Restituisci senza alcuna modifica le righe dell'elenco qui sotto, cominciando da quella che contiene "Trace the outline of every instance of the <item>satin" e fermandoti alla fine dell'elenco, estremi inclusi.

_Voci di etichettatura delle regioni_.
○ ○ ○ ○

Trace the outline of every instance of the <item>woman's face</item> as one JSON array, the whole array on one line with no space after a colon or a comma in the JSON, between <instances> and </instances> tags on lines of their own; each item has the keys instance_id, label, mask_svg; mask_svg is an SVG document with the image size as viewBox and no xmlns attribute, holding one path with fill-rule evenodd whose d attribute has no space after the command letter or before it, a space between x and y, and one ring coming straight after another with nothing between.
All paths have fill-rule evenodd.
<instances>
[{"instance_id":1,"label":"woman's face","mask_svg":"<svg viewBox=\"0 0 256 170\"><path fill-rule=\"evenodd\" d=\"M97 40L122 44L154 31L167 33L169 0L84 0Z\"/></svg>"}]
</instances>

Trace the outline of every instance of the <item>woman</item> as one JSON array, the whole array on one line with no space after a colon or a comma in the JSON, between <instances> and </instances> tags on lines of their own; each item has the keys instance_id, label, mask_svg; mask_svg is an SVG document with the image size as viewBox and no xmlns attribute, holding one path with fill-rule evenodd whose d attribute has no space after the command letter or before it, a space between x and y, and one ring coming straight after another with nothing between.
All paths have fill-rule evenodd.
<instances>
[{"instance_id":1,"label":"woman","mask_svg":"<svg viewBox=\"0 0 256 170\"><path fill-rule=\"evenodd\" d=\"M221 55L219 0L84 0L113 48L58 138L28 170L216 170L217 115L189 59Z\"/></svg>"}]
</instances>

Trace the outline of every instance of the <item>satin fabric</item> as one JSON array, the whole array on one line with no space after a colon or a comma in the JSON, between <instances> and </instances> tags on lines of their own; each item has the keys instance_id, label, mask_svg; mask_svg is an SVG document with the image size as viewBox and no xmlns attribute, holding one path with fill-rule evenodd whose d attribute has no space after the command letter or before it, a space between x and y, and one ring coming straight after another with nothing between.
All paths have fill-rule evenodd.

○ ○ ○ ○

_RISULTATO_.
Trace the outline of every instance of the <item>satin fabric</item> as one JSON array, the whole array on one line with no space after a colon or a comma in the JSON, between <instances> and </instances> tags on lines of their own; each item has the keys instance_id, label, mask_svg; mask_svg is an SVG document with the image size as viewBox and no xmlns attribute, holding one path with fill-rule evenodd whose d attribute has no space after the command letter or before it, a space between x and y, and one ring coming straight after another with nothing between.
All paths have fill-rule evenodd.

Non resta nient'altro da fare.